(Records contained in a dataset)
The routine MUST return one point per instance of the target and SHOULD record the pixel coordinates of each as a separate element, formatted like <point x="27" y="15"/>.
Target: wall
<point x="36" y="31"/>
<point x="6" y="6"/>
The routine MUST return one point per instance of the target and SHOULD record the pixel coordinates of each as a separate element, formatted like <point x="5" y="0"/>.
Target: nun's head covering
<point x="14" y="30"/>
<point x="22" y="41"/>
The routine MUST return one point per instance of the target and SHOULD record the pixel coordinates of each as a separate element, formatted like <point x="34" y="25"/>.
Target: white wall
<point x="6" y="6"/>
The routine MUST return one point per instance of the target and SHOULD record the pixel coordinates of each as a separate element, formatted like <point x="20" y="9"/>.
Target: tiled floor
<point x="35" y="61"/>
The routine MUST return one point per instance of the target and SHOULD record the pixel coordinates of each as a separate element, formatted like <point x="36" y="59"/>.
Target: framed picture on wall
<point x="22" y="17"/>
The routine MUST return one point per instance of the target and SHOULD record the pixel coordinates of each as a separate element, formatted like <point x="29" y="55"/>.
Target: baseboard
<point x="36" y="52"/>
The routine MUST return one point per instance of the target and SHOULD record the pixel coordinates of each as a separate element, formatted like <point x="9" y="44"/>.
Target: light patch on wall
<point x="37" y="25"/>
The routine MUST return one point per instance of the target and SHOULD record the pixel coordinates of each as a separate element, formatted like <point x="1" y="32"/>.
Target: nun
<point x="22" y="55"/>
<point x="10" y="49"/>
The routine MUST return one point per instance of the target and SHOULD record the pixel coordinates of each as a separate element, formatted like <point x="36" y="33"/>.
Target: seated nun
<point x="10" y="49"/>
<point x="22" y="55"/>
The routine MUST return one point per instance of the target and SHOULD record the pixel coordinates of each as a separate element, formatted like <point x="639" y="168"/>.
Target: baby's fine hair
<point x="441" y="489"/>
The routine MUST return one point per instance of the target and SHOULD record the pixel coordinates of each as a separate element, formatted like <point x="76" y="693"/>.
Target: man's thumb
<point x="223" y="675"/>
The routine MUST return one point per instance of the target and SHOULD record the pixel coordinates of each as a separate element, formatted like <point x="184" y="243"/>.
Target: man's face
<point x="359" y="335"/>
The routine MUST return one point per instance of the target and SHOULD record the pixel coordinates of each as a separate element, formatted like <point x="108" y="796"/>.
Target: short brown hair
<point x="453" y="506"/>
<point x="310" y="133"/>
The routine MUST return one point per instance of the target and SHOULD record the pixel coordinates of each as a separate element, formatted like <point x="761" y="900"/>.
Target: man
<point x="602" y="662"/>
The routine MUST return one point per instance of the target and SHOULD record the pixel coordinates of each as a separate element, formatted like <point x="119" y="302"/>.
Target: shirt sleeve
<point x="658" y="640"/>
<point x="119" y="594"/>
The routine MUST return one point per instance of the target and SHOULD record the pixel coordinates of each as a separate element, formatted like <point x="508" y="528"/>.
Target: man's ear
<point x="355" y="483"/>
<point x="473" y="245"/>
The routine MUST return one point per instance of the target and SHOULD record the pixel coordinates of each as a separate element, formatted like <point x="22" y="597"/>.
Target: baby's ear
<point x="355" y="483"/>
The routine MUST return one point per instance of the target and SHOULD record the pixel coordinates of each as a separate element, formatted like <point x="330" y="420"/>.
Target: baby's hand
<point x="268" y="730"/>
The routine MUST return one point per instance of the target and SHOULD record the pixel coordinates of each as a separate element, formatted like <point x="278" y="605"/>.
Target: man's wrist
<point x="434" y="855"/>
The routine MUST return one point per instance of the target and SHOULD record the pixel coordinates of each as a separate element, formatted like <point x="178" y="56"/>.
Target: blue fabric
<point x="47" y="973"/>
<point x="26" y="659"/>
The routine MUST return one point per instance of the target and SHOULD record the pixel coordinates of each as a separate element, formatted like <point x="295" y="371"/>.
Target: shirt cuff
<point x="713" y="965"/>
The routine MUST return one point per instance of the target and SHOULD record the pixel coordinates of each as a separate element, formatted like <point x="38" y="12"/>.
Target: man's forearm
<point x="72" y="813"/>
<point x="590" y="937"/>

TASK
Report every line of the items above that contains the string "wall", copying each line in full. Matching is case-sensitive.

WRITTEN RESPONSE
Target: wall
Target: white wall
Target: framed picture on wall
Target: light patch on wall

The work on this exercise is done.